--- BEGIN Input material ---
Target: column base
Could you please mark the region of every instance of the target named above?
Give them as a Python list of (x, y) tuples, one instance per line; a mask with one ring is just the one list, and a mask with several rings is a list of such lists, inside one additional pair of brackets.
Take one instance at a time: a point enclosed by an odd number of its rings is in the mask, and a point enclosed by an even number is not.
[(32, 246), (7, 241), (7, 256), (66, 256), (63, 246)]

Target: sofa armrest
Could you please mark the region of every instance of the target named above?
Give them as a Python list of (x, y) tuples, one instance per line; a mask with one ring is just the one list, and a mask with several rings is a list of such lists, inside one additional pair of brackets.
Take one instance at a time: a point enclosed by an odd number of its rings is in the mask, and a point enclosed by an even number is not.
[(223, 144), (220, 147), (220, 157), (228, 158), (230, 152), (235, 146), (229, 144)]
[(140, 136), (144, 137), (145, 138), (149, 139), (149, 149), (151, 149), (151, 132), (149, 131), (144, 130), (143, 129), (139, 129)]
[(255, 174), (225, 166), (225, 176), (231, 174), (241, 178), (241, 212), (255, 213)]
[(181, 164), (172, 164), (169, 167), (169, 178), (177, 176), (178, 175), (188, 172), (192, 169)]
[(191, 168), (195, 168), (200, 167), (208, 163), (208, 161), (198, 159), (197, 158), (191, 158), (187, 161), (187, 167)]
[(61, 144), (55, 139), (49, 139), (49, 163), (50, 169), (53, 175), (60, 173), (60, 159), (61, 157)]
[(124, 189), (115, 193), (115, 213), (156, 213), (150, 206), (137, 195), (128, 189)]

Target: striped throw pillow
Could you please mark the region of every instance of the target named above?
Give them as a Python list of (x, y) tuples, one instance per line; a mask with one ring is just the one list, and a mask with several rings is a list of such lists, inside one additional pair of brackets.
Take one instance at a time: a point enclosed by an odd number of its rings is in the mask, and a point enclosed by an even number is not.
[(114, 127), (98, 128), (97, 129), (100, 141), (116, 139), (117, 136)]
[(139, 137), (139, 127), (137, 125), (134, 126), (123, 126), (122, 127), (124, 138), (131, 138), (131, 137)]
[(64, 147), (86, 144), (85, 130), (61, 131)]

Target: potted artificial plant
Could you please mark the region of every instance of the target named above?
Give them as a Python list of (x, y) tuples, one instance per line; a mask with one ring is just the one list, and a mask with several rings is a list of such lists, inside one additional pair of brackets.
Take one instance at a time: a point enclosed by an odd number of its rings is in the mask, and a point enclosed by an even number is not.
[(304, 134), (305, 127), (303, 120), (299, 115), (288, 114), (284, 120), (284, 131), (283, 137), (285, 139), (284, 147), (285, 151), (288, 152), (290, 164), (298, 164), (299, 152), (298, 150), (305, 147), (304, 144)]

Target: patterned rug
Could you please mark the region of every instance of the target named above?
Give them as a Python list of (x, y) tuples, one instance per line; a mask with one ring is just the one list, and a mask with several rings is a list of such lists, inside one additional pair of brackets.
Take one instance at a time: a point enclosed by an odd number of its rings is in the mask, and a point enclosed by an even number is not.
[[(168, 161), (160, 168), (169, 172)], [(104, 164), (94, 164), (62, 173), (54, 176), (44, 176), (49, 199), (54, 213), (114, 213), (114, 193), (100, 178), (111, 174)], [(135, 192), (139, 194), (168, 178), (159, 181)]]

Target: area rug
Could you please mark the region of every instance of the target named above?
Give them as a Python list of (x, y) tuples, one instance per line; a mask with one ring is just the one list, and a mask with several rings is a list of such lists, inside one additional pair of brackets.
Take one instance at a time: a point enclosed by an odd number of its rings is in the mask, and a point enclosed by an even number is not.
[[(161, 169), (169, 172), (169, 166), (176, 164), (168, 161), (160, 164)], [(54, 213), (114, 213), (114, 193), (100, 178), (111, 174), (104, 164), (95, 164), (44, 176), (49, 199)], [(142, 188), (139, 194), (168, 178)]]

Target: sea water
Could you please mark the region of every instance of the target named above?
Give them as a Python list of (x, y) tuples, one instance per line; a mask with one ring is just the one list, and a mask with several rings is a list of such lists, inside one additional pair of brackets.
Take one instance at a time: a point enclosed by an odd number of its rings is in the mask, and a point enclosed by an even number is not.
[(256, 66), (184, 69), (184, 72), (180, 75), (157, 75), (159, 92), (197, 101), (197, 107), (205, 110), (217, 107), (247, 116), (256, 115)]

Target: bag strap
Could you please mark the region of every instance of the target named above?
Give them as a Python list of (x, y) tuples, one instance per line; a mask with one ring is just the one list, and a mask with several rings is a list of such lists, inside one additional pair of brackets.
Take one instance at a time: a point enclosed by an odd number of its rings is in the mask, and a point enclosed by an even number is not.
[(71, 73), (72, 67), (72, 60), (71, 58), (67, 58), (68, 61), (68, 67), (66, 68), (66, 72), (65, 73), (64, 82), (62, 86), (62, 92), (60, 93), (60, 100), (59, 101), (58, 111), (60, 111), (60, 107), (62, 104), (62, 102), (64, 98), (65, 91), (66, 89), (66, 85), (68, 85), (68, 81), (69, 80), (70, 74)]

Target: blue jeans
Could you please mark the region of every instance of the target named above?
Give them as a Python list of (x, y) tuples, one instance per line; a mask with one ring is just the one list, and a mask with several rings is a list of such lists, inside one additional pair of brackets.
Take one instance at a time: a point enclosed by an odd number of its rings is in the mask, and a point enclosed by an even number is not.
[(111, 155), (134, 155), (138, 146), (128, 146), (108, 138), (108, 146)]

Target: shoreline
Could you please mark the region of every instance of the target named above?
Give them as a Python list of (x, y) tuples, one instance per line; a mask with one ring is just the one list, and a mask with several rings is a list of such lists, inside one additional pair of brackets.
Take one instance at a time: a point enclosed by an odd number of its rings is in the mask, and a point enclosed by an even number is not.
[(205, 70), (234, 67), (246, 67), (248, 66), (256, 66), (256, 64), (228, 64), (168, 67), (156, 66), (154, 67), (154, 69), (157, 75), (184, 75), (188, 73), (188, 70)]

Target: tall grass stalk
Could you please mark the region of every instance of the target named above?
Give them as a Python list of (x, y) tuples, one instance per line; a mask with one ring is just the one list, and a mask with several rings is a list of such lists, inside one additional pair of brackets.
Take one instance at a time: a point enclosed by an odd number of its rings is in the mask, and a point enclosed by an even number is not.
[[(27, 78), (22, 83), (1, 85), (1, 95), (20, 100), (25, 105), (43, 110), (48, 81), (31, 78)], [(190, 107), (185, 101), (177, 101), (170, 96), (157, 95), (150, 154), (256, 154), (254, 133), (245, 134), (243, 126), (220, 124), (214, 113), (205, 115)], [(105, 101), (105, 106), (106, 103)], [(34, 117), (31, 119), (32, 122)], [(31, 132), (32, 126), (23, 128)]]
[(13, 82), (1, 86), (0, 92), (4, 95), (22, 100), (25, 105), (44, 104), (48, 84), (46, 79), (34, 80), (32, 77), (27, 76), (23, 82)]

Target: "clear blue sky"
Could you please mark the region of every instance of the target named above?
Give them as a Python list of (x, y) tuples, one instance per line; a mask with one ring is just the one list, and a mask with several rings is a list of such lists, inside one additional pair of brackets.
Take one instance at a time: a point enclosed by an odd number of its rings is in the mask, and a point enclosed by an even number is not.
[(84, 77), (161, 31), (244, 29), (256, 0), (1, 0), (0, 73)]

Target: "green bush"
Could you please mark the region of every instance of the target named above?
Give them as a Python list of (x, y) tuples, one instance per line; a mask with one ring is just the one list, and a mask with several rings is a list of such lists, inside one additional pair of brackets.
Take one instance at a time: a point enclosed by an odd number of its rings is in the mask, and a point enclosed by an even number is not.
--- END Input material ---
Set task:
Put every line of the records above into a Markdown table with the columns "Row" and "Line," numbering each row and skipping blank lines.

Answer for this exercise:
| Row | Line |
|---|---|
| 1 | Target: column base |
| 2 | Could you please mark the region of every instance of the target named above? |
| 3 | Give them as a Python list of (x, y) tuples, one instance per line; a mask with one ring is just the one list, and a mask with several rings is a list of such lists, inside one additional pair of brackets. |
| 4 | Take one instance at a time: a point enclosed by an odd number of its rings is in the mask, and a point enclosed by an even number is not. |
| 5 | [(32, 246), (7, 241), (7, 256), (66, 256), (63, 246)] |
| 6 | Target: sofa armrest |
| 7 | Could you please mark the region of every instance of the target named above? |
| 8 | Give them as a Python list of (x, y) tuples, one instance per line; a mask with one ring is just the one list, and a mask with several rings is a list of such lists, inside one additional pair of brackets. |
| 9 | Take one instance at a time: a point enclosed by an odd number of its rings is in the mask, and a point enclosed by an even number is not. |
| 10 | [(223, 144), (220, 147), (220, 157), (228, 158), (230, 152), (235, 146), (229, 144)] |
| 11 | [(140, 136), (144, 137), (145, 138), (149, 139), (149, 149), (151, 149), (151, 132), (149, 131), (144, 130), (143, 129), (139, 129)] |
| 12 | [(255, 174), (225, 166), (225, 176), (231, 174), (241, 178), (241, 212), (255, 213)] |
| 13 | [(181, 164), (172, 164), (169, 167), (169, 178), (177, 176), (178, 175), (188, 172), (192, 169)] |
| 14 | [(191, 168), (195, 168), (200, 167), (208, 163), (208, 161), (198, 159), (197, 158), (191, 158), (187, 161), (187, 167)] |
| 15 | [(61, 144), (55, 139), (49, 139), (49, 163), (50, 169), (53, 175), (60, 173), (60, 159), (61, 157)] |
| 16 | [(124, 189), (115, 193), (115, 213), (156, 213), (150, 206), (137, 195), (128, 189)] |
| 17 | Target: striped throw pillow |
| 18 | Could you please mark the region of every instance of the target named above? |
| 19 | Give them as a Python list of (x, y) tuples, one instance per line; a mask with one ring is just the one list, and a mask with several rings is a list of such lists, inside one additional pair of brackets. |
| 20 | Take one instance at a time: a point enclosed by an odd number of its rings is in the mask, and a point enclosed by an even number is not. |
| 21 | [(114, 127), (98, 128), (97, 129), (100, 141), (116, 139), (117, 136)] |
| 22 | [(139, 137), (139, 127), (137, 125), (134, 126), (123, 126), (122, 127), (124, 138), (131, 138), (131, 137)] |
| 23 | [(64, 147), (86, 144), (85, 130), (61, 131)] |
| 24 | Target: potted artificial plant |
| 25 | Could you please mark the region of every instance of the target named above? |
| 26 | Give them as a Python list of (x, y) tuples, one instance per line; a mask with one ring is just the one list, and a mask with several rings is a list of such lists, inside one additional pair of brackets. |
| 27 | Take one instance at a time: a point enclosed by an odd number of its rings is in the mask, and a point enclosed by an even number is not. |
| 28 | [(304, 134), (305, 127), (303, 120), (299, 115), (288, 114), (284, 120), (284, 131), (283, 137), (285, 139), (284, 147), (285, 151), (288, 152), (290, 164), (298, 164), (299, 152), (298, 150), (305, 147), (304, 144)] |
| 29 | Target: patterned rug |
| 30 | Could you please mark the region of every instance of the target named above? |
| 31 | Give them as a Python list of (x, y) tuples, one instance per line; a mask with one ring is just the one list, and a mask with several rings is a list of such lists, inside one additional pair of brackets. |
| 32 | Take one instance at a time: a point enclosed by an odd number of its rings is in the mask, and a point enclosed by an even number is not. |
| 33 | [[(168, 161), (160, 168), (169, 172)], [(104, 164), (94, 164), (62, 173), (54, 176), (44, 176), (49, 199), (54, 213), (114, 213), (114, 193), (100, 178), (111, 174)], [(135, 192), (139, 194), (168, 178), (159, 181)]] |
| 34 | Target: area rug |
| 35 | Could you please mark the region of every instance of the target named above? |
| 36 | Give them as a Python list of (x, y) tuples, one instance per line; a mask with one ring is just the one list, and a mask with several rings is a list of such lists, inside one additional pair of brackets. |
| 37 | Take one instance at a time: a point enclosed by an odd number of its rings is in the mask, and a point enclosed by an even number is not. |
| 38 | [[(161, 169), (169, 172), (169, 166), (176, 164), (168, 161), (160, 164)], [(54, 213), (114, 213), (114, 193), (100, 178), (111, 174), (104, 164), (95, 164), (44, 176), (49, 199)], [(142, 188), (139, 194), (168, 178)]] |
| 39 | Target: sea water |
| 40 | Could you please mark the region of every instance of the target named above? |
| 41 | Give them as a Python list of (x, y) tuples, one instance per line; a mask with one ring is just the one list, and a mask with several rings is a list of such lists, inside one additional pair of brackets. |
| 42 | Take one instance at a time: a point enclosed by an odd number of its rings is in the mask, and a point enclosed by an even number is not. |
| 43 | [(256, 66), (184, 69), (184, 72), (180, 75), (157, 75), (159, 92), (197, 101), (197, 107), (205, 110), (217, 107), (247, 116), (256, 115)] |
| 44 | Target: bag strap |
| 45 | Could you please mark the region of every instance of the target named above? |
| 46 | Give them as a Python list of (x, y) tuples, one instance per line; a mask with one ring is just the one list, and a mask with several rings is a list of such lists, inside one additional pair of brackets. |
| 47 | Take one instance at a time: a point enclosed by an odd number of its rings is in the mask, and a point enclosed by an even number is not. |
| 48 | [(71, 73), (72, 67), (72, 60), (71, 58), (67, 58), (68, 61), (68, 67), (66, 68), (66, 72), (65, 73), (64, 82), (62, 86), (62, 92), (60, 93), (60, 100), (59, 101), (58, 111), (60, 111), (60, 107), (62, 104), (62, 102), (64, 98), (65, 91), (66, 89), (66, 85), (68, 85), (68, 81), (69, 80), (70, 74)] |
| 49 | Target: blue jeans |
| 50 | Could you please mark the region of every instance of the target named above? |
| 51 | Give them as a Python list of (x, y) tuples, one instance per line; a mask with one ring is just the one list, and a mask with several rings is a list of such lists, inside one additional pair of brackets. |
| 52 | Take one instance at a time: a point enclosed by an odd number of its rings is in the mask, and a point enclosed by an even number is not. |
| 53 | [(111, 155), (134, 155), (138, 146), (128, 146), (108, 138), (108, 146)] |
| 54 | Target: shoreline |
| 55 | Could you please mark the region of every instance of the target named above? |
| 56 | Give them as a Python list of (x, y) tuples, one instance per line; a mask with one ring is just the one list, and a mask with several rings is a list of such lists, inside one additional pair of brackets. |
| 57 | Take one instance at a time: a point enclosed by an odd number of its rings is in the mask, and a point enclosed by an even number is not. |
| 58 | [(205, 70), (234, 67), (246, 67), (248, 66), (256, 66), (256, 64), (228, 64), (168, 67), (156, 66), (154, 67), (154, 69), (157, 75), (184, 75), (188, 73), (188, 70)] |
| 59 | Target: tall grass stalk |
| 60 | Could you please mark the region of every instance of the target named above? |
| 61 | Give them as a Python list of (x, y) tuples, one instance per line; a mask with one ring is just the one list, and a mask with several rings is a list of such lists, inside one additional pair of brackets. |
| 62 | Take one instance at a time: a point enclosed by an odd number of its rings is in the mask, and a point enclosed by an even number is not. |
| 63 | [[(27, 78), (22, 83), (1, 85), (1, 95), (20, 100), (25, 105), (43, 110), (48, 81), (31, 78)], [(190, 107), (185, 101), (177, 101), (170, 96), (157, 95), (150, 154), (256, 154), (254, 133), (245, 134), (243, 126), (220, 124), (214, 113), (205, 115)], [(105, 101), (105, 106), (106, 103)], [(34, 117), (31, 119), (32, 122)], [(31, 132), (32, 126), (23, 128)]] |
| 64 | [(13, 82), (1, 86), (0, 92), (4, 95), (22, 100), (25, 105), (44, 104), (48, 84), (46, 79), (34, 80), (32, 77), (27, 76), (23, 82)] |
| 65 | Target: "clear blue sky" |
| 66 | Could you please mark the region of every instance of the target named above? |
| 67 | Give them as a Python list of (x, y) tuples, one instance per line; a mask with one ring is just the one list, and a mask with several rings is a list of such lists, inside one additional pair of brackets. |
| 68 | Take one instance at a time: a point enclosed by an odd number of its rings is in the mask, and a point enclosed by an even number is not. |
| 69 | [(84, 77), (161, 31), (244, 29), (256, 0), (1, 0), (0, 73)] |
| 70 | Target: "green bush" |
| 71 | Could you please mark the region of every instance of the target named above? |
| 72 | Give them as a Python list of (x, y) tuples, one instance per line; a mask with one ring is just the one list, and a mask with several rings is a list of such lists, inside one additional pair of brackets. |
| 73 | Take one instance at a time: a point enclosed by an odd number of its rings is in the mask, and a point enclosed by an even number is not. |